Exercise details
Your output is the line containing "Target: roundel marking" plus all lines after it to the end of the records, reproduced exactly, with nothing else.
**** Exercise materials
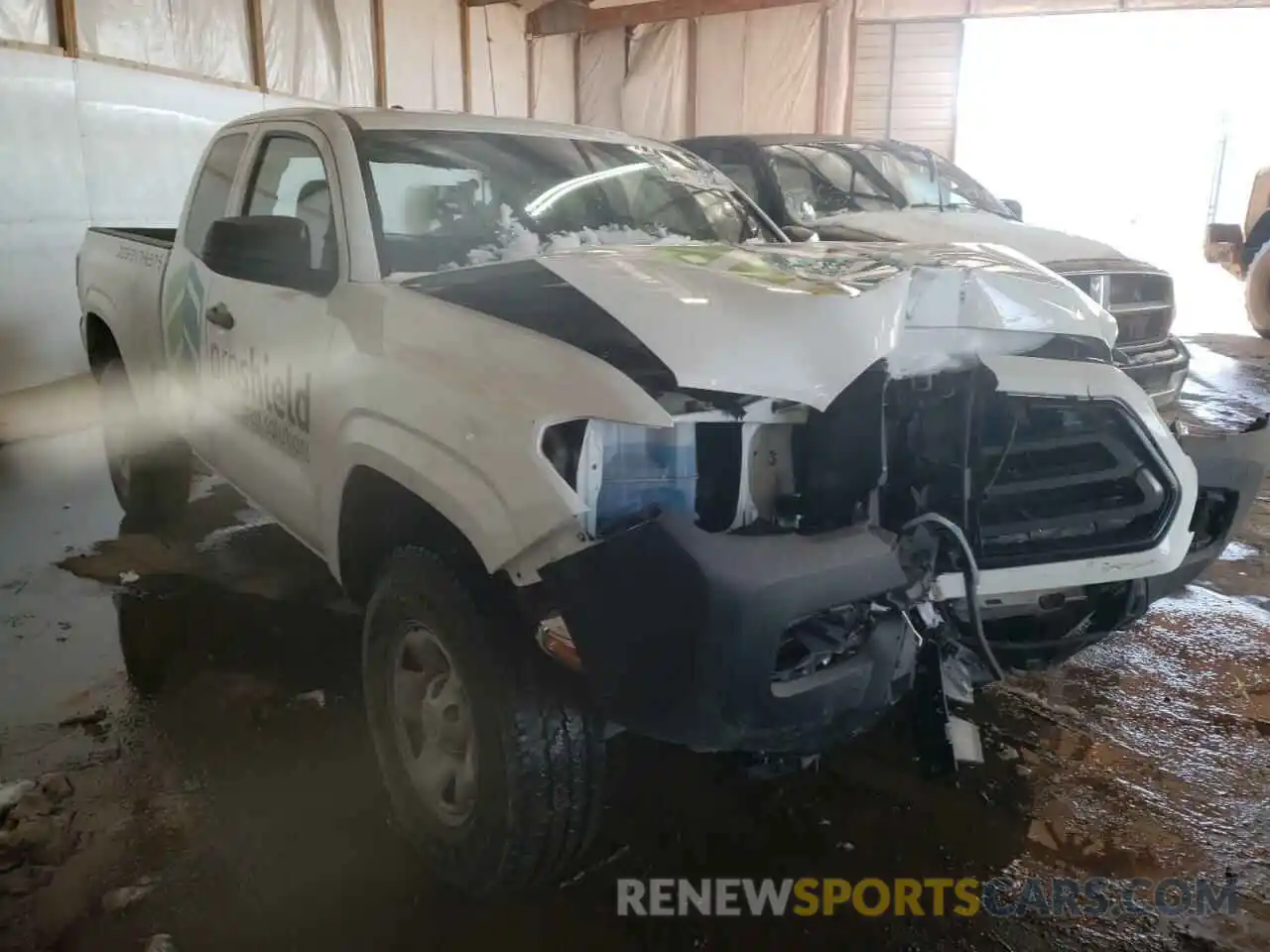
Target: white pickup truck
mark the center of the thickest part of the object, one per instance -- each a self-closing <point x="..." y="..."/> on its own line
<point x="597" y="447"/>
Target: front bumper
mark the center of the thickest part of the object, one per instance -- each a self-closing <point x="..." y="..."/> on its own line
<point x="679" y="631"/>
<point x="1160" y="368"/>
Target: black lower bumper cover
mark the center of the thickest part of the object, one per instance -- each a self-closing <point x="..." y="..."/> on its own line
<point x="679" y="629"/>
<point x="1229" y="471"/>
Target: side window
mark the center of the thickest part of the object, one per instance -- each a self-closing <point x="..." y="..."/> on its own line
<point x="290" y="180"/>
<point x="212" y="190"/>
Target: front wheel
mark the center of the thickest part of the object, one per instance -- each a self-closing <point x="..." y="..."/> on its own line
<point x="494" y="775"/>
<point x="150" y="470"/>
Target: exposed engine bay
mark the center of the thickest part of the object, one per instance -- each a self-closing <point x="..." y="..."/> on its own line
<point x="1024" y="479"/>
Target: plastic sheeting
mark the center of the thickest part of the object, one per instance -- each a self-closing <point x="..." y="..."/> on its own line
<point x="27" y="21"/>
<point x="757" y="71"/>
<point x="116" y="146"/>
<point x="320" y="50"/>
<point x="553" y="93"/>
<point x="837" y="48"/>
<point x="202" y="37"/>
<point x="499" y="60"/>
<point x="423" y="54"/>
<point x="656" y="91"/>
<point x="601" y="70"/>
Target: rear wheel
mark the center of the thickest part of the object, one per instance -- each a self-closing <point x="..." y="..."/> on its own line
<point x="150" y="470"/>
<point x="493" y="771"/>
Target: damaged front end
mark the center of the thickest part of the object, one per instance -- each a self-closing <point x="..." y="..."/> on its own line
<point x="763" y="572"/>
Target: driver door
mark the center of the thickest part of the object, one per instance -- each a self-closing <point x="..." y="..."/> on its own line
<point x="268" y="344"/>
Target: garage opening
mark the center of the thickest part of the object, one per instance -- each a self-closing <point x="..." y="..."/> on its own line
<point x="1132" y="130"/>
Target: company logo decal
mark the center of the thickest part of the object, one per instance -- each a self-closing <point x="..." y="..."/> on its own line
<point x="271" y="400"/>
<point x="183" y="320"/>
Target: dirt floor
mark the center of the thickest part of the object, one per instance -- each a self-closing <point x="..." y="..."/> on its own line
<point x="189" y="708"/>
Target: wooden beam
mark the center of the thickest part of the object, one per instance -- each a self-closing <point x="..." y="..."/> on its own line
<point x="572" y="17"/>
<point x="465" y="53"/>
<point x="822" y="64"/>
<point x="576" y="77"/>
<point x="381" y="73"/>
<point x="255" y="42"/>
<point x="693" y="79"/>
<point x="67" y="27"/>
<point x="530" y="91"/>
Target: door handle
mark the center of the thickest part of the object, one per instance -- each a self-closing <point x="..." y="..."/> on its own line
<point x="220" y="316"/>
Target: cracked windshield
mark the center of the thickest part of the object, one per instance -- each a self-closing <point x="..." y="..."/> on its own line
<point x="452" y="199"/>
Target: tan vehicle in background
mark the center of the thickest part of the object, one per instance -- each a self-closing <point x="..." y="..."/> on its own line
<point x="1245" y="252"/>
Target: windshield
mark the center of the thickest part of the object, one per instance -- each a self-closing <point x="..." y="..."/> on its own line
<point x="822" y="179"/>
<point x="452" y="199"/>
<point x="929" y="180"/>
<point x="818" y="180"/>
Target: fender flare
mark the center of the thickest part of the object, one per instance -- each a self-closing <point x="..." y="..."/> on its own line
<point x="432" y="472"/>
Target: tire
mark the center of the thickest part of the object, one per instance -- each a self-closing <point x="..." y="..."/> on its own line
<point x="150" y="471"/>
<point x="517" y="800"/>
<point x="1257" y="291"/>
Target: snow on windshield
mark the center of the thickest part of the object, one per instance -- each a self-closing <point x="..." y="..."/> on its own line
<point x="516" y="241"/>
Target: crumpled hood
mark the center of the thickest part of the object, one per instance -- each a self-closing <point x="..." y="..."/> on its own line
<point x="928" y="225"/>
<point x="790" y="321"/>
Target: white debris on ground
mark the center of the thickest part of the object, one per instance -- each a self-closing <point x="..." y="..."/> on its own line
<point x="125" y="896"/>
<point x="12" y="792"/>
<point x="1238" y="552"/>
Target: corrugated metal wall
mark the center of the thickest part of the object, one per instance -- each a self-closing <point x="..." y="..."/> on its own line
<point x="905" y="82"/>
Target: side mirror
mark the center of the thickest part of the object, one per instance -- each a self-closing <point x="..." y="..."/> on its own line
<point x="1223" y="244"/>
<point x="797" y="232"/>
<point x="266" y="249"/>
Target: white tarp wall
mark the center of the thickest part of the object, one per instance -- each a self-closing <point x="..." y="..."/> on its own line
<point x="204" y="37"/>
<point x="321" y="50"/>
<point x="423" y="54"/>
<point x="499" y="60"/>
<point x="552" y="79"/>
<point x="757" y="71"/>
<point x="656" y="90"/>
<point x="601" y="72"/>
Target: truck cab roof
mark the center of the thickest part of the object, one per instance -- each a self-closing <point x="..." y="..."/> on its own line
<point x="372" y="118"/>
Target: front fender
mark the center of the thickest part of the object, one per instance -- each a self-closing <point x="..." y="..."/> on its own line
<point x="1229" y="470"/>
<point x="431" y="471"/>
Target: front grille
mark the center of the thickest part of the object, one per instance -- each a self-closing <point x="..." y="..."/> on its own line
<point x="1142" y="302"/>
<point x="1066" y="479"/>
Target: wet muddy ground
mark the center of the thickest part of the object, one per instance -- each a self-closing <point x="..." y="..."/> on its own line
<point x="190" y="705"/>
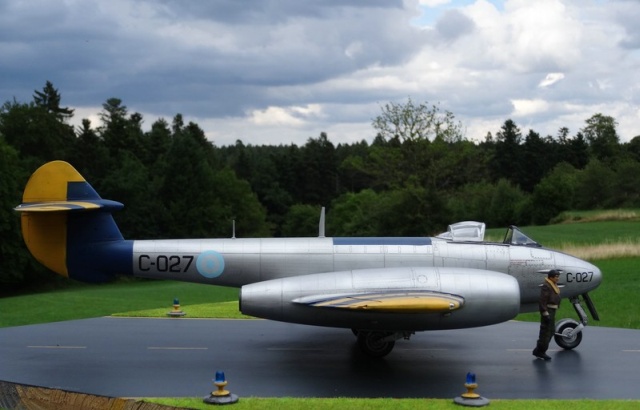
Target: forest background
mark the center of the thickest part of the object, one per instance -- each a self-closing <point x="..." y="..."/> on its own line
<point x="419" y="174"/>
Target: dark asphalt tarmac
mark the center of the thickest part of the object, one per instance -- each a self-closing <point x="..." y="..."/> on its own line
<point x="179" y="358"/>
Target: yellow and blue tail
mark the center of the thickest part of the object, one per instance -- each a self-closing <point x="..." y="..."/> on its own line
<point x="69" y="228"/>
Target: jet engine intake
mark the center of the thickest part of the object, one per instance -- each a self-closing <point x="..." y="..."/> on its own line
<point x="400" y="299"/>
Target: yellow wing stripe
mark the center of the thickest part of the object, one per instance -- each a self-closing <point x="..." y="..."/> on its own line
<point x="392" y="302"/>
<point x="54" y="206"/>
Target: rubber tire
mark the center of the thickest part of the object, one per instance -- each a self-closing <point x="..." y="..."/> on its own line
<point x="369" y="343"/>
<point x="563" y="342"/>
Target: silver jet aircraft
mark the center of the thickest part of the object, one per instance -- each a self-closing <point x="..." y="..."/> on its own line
<point x="383" y="289"/>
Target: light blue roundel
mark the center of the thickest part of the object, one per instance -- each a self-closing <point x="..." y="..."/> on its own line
<point x="210" y="264"/>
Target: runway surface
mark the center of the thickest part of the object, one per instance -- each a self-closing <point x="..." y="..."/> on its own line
<point x="123" y="357"/>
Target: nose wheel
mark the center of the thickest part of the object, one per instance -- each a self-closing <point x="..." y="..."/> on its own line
<point x="568" y="334"/>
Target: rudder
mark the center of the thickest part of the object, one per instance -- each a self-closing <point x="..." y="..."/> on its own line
<point x="62" y="217"/>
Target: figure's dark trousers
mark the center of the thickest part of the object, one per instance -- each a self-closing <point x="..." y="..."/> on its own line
<point x="547" y="329"/>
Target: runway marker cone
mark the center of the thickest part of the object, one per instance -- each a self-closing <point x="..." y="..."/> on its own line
<point x="176" y="312"/>
<point x="220" y="396"/>
<point x="471" y="398"/>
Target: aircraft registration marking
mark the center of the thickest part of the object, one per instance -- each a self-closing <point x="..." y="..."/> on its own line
<point x="579" y="277"/>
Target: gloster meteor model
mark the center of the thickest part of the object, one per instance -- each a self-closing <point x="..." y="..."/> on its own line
<point x="383" y="289"/>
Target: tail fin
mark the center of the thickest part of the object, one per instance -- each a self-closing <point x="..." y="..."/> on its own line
<point x="67" y="226"/>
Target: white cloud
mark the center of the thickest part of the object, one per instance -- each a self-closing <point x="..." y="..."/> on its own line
<point x="281" y="72"/>
<point x="551" y="79"/>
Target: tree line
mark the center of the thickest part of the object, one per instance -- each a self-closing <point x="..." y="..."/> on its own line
<point x="418" y="174"/>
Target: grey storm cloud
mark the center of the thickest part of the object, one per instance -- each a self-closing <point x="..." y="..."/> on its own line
<point x="277" y="71"/>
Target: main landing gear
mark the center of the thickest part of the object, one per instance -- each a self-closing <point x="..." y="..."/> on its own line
<point x="568" y="333"/>
<point x="377" y="343"/>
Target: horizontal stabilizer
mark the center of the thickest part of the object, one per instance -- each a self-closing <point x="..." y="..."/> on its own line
<point x="68" y="206"/>
<point x="404" y="302"/>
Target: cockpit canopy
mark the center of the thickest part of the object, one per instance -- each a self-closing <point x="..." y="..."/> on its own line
<point x="467" y="231"/>
<point x="472" y="231"/>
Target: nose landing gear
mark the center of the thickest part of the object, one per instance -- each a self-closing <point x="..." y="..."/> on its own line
<point x="568" y="333"/>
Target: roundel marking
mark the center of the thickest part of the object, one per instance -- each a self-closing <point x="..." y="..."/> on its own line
<point x="210" y="264"/>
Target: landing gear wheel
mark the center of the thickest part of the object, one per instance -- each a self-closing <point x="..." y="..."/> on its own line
<point x="373" y="343"/>
<point x="565" y="337"/>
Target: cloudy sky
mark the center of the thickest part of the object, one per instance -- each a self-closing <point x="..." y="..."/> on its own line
<point x="282" y="71"/>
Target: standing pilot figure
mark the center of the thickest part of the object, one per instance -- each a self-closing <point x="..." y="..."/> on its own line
<point x="549" y="303"/>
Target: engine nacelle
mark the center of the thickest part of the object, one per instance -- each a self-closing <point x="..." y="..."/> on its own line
<point x="359" y="299"/>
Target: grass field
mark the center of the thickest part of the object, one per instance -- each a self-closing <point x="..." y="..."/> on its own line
<point x="617" y="301"/>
********
Exercise output
Target: roundel marking
mark the center of the thickest part of the object, one per instance -- each a self-closing <point x="..." y="..."/> on its own line
<point x="210" y="264"/>
Target: landing gear wheel
mark the center of the thickest part of the object, one per instance -- each a self-closing <point x="..." y="..."/> on its own line
<point x="373" y="343"/>
<point x="565" y="337"/>
Target: cloudy sky
mark the center of the thickest part of the object, one per instance -- each a self-closing <point x="..." y="..."/> on its own line
<point x="282" y="71"/>
Target: standing pilot figure
mark the center of the thickest part of the object, one per instance -- each a self-closing <point x="..." y="..."/> on its own line
<point x="549" y="303"/>
Target: engine nacelle
mark the center of the thickest part of the object, one per instance -- each a self-closing <point x="..." y="..."/> on its own line
<point x="359" y="299"/>
Target: grass field
mark the center of the thickest part of the object, one per instance -- each a self-closing <point x="..." y="..."/> on its own line
<point x="617" y="301"/>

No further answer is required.